▶ **REQUIREMENTS**
Repeat the entire listing exactly.

(Records contained in a dataset)

+ + + + +

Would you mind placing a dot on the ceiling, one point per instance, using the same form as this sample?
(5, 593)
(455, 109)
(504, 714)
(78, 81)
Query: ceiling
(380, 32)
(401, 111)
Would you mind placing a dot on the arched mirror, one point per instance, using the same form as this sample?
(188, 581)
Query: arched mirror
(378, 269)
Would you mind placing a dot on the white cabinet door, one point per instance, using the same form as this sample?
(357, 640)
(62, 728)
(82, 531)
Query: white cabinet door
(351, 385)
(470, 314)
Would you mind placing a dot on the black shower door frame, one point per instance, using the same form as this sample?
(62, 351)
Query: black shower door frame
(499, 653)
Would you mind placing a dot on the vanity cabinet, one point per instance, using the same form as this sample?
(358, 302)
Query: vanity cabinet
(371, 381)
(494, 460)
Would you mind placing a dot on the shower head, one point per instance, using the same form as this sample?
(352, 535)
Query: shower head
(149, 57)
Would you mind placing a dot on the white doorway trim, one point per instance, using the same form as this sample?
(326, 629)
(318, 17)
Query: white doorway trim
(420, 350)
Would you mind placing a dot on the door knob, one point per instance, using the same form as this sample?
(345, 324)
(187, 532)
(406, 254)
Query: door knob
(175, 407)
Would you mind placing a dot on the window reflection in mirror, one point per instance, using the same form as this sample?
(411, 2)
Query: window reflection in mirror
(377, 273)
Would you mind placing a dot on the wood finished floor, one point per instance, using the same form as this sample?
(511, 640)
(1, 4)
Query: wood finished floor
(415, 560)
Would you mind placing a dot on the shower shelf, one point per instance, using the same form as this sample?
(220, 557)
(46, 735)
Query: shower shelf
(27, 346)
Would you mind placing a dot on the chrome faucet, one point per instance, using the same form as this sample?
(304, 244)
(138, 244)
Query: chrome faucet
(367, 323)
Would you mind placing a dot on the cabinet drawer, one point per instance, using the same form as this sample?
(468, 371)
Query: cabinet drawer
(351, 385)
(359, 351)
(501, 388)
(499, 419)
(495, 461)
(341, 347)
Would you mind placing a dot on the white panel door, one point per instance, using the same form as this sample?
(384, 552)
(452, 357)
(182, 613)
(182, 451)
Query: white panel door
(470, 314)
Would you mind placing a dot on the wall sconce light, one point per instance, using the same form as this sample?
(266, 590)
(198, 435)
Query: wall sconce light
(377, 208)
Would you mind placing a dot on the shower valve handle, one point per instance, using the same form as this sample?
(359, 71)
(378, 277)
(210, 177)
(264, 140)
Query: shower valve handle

+ + + + +

▶ **WRITTEN SOLUTION**
Would you mind placing a dot on the ceiling, one point per instance, using the same form as this sample?
(5, 593)
(455, 109)
(504, 714)
(78, 81)
Query: ceiling
(380, 32)
(401, 111)
Would you mind placing a dot on the arched mirror, one point per instance, using the same form as this sample?
(188, 581)
Query: arched mirror
(378, 269)
Would you mind placing a dot on the white cabinet door, one point per instance, using the same form as this sample?
(357, 640)
(62, 728)
(82, 531)
Query: white cabinet door
(351, 385)
(470, 314)
Would you mind placing a dot on the black shower door frame, one point per instance, using the same form as this sample?
(62, 351)
Query: black shower door frame
(499, 653)
Would you mind placing a dot on the vanity cabinet, one point per instance, using the same form as this sample?
(358, 302)
Query: vanity cabinet
(371, 381)
(494, 460)
Would you mind placing a dot on the shower head, one point per instance, using the same form as this sample?
(352, 535)
Query: shower head
(149, 57)
Would you mind placing a dot on the white doorway trim, one point per instance, using the same form as this sample?
(326, 629)
(318, 17)
Query: white doorway trim
(420, 350)
Would you mind placing a dot on the door knob, one point per instance, using the same form as this sample?
(345, 324)
(187, 532)
(406, 254)
Query: door knob
(175, 407)
Would you mind placing a dot on the window reflection in mirror, one point per instance, using the same form as this sample?
(411, 2)
Query: window reflection in mirror
(377, 273)
Would you mind placing a dot on the wood finished floor, one point per instance, using the same form as this sample?
(511, 640)
(1, 4)
Query: wood finished floor
(415, 560)
Would you mind placing a dot on the shower shelf, one point per instance, using the same form as this sample?
(220, 557)
(46, 735)
Query: shower shelf
(27, 346)
Would you mind placing a dot on the chrome faucet, one point per instance, using the same form as this sample?
(304, 244)
(138, 244)
Query: chrome faucet
(367, 323)
Would you mind placing a dot on the cabinet drawer, one point per instance, using the same form as this sample?
(468, 371)
Query: cabinet drawer
(351, 385)
(359, 351)
(501, 388)
(499, 419)
(495, 461)
(341, 347)
Would you mind placing a dot on the white panel door, one point per instance, using the same form as this sample?
(384, 552)
(452, 357)
(182, 613)
(182, 451)
Query: white panel door
(470, 314)
Would you mind placing a dot on the wall sconce light, one point per instance, using the same form as this sample?
(266, 590)
(198, 435)
Query: wall sconce light
(377, 208)
Would you mind placing a dot on the shower valve handle, one point per instance, using the same form as this sample?
(359, 71)
(378, 277)
(210, 177)
(264, 140)
Query: shower valve handle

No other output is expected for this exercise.